_DOCUMENT_

Fall 2019 - HUM 309 D100

Literatures and the Arts Across Cultures (4)

Class Number: 1362

Delivery Method: In Person

Overview

  • Course Times + Location:

    Mo 1:30 PM – 5:20 PM
    HCC 1325, Vancouver

  • Exam Times + Location:

    Dec 12, 2019
    12:00 PM – 3:00 PM
    HCC 1425, Vancouver

  • Prerequisites:

    45 units.

Description

CALENDAR DESCRIPTION:

An interdisciplinary study of literary texts in translation and/or art forms across cultures and periods. Students with credit for HUM 381 or 382 under this topic may not take this course for further credit. Breadth-Humanities.

COURSE DETAILS:


MODERNISM AND THE 20TH CENTURY AVANT-GARDES


This course examines the aesthetic and cultural experimentations that took place in the course of the 20th century, with a focus on Europe. The articulation of the emerging social realities through the renewal of artistic forms and techniques was deeply felt by writers and artists in the early decades of the century, when the “crisis of language and representation” was made evident by the inability to adapt “representation” to a world in deep social and political crisis. A different crisis followed WWII but it generated the same spirit of radical renewal and contestation of the very notion of representational artistic forms. At the same time, some of the artists who had initially embarked in radical projects later retreated to socially conservative positions. The course focuses on Europe as a “space” rather than an identity. It will therefore include connections with American, African-American, African, Mexican, and Native art as significant influences and sources of exchange with European schools.

COURSE-LEVEL EDUCATIONAL GOALS:

 
At the end of the course, students will be able to: 1) Demonstrate an understanding of the historical development of literary and artistic experimentation in 20th Europe and its connections to different cultural traditions (Americas, Africa, Indigeneity) 2) Develop theoretical and analytical tools pertaining to different literary and artistic forms. 3) Develop their own perspective regarding central questions and debates addressed by 20th century intellectuals with regard to art and representation. 4) Integrate historical, literary, philosophical, aesthetic, and political analysis. 5) Communicate their ideas and the result of their research effectively and engage in class debate. 6) Generate persuasive argumentation and support it through analysis of specific evidence.

_SHORT EXERCISE 1_
Answer these questions from the course listing above:
(a) In which room and city is the exam held?
(b) How many units are listed as the prerequisite?
(c) Credit for which courses under this topic rules out taking this one for further credit?
_SHORT EXERCISE 2_
Write the next section of the course listing, picking up after its list of educational goals.

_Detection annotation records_

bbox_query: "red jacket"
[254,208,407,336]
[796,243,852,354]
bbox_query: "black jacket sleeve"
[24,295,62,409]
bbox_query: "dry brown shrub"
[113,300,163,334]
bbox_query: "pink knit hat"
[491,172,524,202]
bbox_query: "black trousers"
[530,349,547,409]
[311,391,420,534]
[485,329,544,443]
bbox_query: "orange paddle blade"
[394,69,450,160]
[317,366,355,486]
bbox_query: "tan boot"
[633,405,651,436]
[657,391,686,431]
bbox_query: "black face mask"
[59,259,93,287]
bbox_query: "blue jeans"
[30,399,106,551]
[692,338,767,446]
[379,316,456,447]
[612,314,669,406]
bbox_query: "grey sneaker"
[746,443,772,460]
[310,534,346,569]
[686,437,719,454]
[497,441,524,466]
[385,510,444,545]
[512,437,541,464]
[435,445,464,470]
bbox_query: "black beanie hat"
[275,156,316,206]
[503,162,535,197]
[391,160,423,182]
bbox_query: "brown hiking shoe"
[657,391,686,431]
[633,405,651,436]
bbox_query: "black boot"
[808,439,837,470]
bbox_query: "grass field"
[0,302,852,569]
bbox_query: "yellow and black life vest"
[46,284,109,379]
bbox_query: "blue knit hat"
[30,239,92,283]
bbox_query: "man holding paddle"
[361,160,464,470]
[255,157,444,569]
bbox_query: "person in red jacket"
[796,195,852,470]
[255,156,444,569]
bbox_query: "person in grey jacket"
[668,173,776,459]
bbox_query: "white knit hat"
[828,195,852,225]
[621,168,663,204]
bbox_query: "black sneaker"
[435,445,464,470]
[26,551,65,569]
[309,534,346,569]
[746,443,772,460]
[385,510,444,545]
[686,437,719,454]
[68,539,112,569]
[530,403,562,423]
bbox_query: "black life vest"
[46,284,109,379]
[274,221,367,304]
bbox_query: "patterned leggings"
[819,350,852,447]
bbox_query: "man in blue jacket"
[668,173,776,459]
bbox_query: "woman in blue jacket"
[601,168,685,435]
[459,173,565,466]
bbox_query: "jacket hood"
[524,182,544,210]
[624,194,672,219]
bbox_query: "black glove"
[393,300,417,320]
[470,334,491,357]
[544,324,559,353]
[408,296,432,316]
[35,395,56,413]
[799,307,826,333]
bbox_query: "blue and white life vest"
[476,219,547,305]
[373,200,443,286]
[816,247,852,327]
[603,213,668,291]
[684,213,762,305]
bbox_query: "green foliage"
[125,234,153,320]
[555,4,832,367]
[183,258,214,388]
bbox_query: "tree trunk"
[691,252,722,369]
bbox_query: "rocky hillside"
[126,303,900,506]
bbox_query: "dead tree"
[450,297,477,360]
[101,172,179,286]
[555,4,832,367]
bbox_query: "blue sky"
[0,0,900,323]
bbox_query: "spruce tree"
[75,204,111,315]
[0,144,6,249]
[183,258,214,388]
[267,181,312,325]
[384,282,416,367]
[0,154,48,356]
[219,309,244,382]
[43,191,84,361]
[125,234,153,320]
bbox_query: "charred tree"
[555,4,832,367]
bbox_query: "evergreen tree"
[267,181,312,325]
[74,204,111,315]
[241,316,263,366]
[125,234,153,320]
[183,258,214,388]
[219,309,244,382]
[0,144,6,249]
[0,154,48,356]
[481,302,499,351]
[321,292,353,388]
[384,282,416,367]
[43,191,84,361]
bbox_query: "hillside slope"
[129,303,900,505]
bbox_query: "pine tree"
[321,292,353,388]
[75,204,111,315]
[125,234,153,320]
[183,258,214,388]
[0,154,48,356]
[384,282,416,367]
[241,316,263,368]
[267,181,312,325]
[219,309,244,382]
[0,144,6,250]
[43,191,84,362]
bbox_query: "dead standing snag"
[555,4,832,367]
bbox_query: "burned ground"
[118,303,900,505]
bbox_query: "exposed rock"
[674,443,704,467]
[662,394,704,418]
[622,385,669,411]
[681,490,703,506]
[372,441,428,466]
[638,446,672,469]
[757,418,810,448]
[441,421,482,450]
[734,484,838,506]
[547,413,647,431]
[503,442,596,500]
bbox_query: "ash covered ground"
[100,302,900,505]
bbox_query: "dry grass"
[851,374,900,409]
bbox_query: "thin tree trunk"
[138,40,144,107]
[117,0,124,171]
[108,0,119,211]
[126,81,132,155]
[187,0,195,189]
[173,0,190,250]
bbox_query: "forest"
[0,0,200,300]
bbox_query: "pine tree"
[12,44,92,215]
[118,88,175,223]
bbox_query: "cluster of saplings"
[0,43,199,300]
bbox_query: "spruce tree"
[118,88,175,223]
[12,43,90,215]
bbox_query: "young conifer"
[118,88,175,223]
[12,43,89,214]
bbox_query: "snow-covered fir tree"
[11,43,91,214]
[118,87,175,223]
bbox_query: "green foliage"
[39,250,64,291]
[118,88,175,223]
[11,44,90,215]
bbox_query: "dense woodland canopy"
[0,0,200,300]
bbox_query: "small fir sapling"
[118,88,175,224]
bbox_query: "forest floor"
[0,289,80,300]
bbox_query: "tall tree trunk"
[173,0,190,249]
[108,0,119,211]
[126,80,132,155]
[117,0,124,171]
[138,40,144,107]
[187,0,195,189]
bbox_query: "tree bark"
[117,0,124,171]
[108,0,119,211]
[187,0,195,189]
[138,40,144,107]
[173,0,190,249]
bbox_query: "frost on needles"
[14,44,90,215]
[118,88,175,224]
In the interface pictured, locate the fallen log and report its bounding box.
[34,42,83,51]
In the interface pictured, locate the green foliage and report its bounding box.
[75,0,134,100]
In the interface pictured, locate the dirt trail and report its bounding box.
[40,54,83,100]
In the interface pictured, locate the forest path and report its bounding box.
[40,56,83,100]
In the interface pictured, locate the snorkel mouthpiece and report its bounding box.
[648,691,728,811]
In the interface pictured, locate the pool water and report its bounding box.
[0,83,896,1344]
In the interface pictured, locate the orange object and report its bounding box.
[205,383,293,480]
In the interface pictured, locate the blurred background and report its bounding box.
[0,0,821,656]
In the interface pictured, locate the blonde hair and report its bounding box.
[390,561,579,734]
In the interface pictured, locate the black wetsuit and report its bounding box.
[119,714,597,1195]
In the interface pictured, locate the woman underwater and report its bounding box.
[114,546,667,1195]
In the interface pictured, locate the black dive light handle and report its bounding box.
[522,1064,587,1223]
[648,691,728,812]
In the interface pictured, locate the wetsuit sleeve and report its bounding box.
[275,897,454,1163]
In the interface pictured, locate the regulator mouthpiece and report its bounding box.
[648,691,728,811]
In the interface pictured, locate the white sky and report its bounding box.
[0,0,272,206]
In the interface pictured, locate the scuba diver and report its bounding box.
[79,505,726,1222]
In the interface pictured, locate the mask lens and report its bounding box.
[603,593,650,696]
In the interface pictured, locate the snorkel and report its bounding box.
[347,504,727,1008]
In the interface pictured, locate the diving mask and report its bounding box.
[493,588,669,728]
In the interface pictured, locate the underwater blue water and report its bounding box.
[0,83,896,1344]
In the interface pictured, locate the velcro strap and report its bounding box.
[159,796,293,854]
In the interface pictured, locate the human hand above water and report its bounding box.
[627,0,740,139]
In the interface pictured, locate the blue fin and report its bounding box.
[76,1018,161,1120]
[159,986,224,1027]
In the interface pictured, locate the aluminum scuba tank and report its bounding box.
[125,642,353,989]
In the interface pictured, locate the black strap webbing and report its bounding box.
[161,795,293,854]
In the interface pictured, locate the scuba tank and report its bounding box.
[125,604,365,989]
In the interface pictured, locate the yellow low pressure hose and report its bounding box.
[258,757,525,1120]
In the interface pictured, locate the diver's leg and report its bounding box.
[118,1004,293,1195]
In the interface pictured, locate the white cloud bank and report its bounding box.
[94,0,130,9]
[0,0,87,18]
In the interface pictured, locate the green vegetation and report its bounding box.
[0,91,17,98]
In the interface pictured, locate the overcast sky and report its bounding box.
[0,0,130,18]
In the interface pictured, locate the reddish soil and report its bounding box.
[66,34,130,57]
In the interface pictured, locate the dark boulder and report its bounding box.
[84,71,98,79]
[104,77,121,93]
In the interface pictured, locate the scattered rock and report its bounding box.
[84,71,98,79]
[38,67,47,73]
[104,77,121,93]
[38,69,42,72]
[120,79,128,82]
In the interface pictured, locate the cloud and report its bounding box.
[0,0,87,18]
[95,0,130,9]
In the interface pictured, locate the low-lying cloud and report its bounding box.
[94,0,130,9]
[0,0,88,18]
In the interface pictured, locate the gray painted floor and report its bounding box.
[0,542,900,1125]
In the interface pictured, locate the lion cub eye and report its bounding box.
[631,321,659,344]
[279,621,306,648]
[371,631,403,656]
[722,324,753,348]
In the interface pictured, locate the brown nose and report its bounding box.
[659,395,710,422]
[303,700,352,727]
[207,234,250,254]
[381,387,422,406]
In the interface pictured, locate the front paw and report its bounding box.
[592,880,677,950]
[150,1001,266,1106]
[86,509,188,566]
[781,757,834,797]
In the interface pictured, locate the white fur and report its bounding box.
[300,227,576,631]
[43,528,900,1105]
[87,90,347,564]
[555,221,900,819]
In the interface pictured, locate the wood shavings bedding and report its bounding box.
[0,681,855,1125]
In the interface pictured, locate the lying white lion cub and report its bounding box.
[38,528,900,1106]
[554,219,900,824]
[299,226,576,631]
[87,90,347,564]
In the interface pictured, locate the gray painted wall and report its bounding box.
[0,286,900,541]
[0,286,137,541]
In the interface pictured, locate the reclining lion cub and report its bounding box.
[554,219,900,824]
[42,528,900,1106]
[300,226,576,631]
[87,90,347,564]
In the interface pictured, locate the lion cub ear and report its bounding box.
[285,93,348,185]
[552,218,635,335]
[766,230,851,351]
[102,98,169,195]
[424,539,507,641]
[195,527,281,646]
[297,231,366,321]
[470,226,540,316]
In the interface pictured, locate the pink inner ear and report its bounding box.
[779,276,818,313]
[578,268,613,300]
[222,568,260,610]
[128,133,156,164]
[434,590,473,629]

_TASK OUTPUT 1_
(a) HCC 1425, Vancouver
(b) 45 units
(c) HUM 381 or 382

_TASK OUTPUT 2_
Grading

  • Attendance and participation 10%
  • Quizzes 20%
  • Presentation project 15%
  • Final research paper 25%
  • Final exam 30%

NOTES:


We will look at literature, art, films, letters, declarations and manifestos that articulate the reflections, anxieties, and challenges of intellectuals about these times of radical change—times which comprised two World Wars, the rise of Fascism, totalitarian regimes, imperialism and decolonization, and technological innovations. We will begin with a few documents from the 19th century (Marx, Wagner, Darwin, Nietzsche, Baudelaire) addressing the emergence of the modern before moving to the early decades of the 20th century with writers articulating modern aesthetics (Freud, Simmel, Krakauer, Lou-Andreas Salomé, Mallarmé, Valéry, Isadora Duncan) and the formulations of the historical avant-gardes (Zola, Fry, Bell, Marinetti, Apollinaire, Gramsci, Trotsky, Shklovsky, Lukács, Buñuel). We will follow with the manifestos of Futurism, Fauvism, Cubism, Imagism, Expressionism, Dada, Vorticism, Constructionism, Surrealism, and Anarchism. After the examination of the regroupings of the 1930s in the midst of the rise of Fascism and the 1940s (W.H. Auden, Mina Loy, Laura Jackson, Horkheimer, Artaud, Sergei Eisenstein, Adorno and Benjamin), we will look at the postmodern re-articulations of the post-WWII period, the emergence of the neo-avantgardes, neorealism and new wave cinema, and art and indigeneity.

Seminars will comprise short lectures, class discussions, use of slides for the work of art, in-class screenings of films and clips.

The main readings are listed in the Required Texts list below. Excerpts from the documents listed in the outline, theory, and slides of art will be provided by the instructor on Canvas.

Materials

MATERIALS + SUPPLIES:


In-class screenings
·       Josef Kilian (Dir. Pavel Juráček and Jan Schmidt, 1964)
·       Hands over the city (Dir. Francesco Rosi, 1963)
·       Closely Watched Trains (Dir. Jiří Menzel, 1966)  

REQUIRED READING:

Virginia Woolf, Mrs. Dalloway [1925]. Penguin, 2000.
ISBN: 978-0141182490

Marcel Proust, In Search of Lost Time: Swann’s Way [1913] Yale UP, 2013.
ISBN: 978-0300185430

Kafka, The Trial [1914-5, p. 1925] Schocken, 1999:
ISBN: 978-0805209990

André Breton, Nadja [1928] Grove Press, 1994. 
ISBN: 978-0802150264

Bohumil Hrabal, I served the King of England [1971; p. 1983] New Directions, 2007.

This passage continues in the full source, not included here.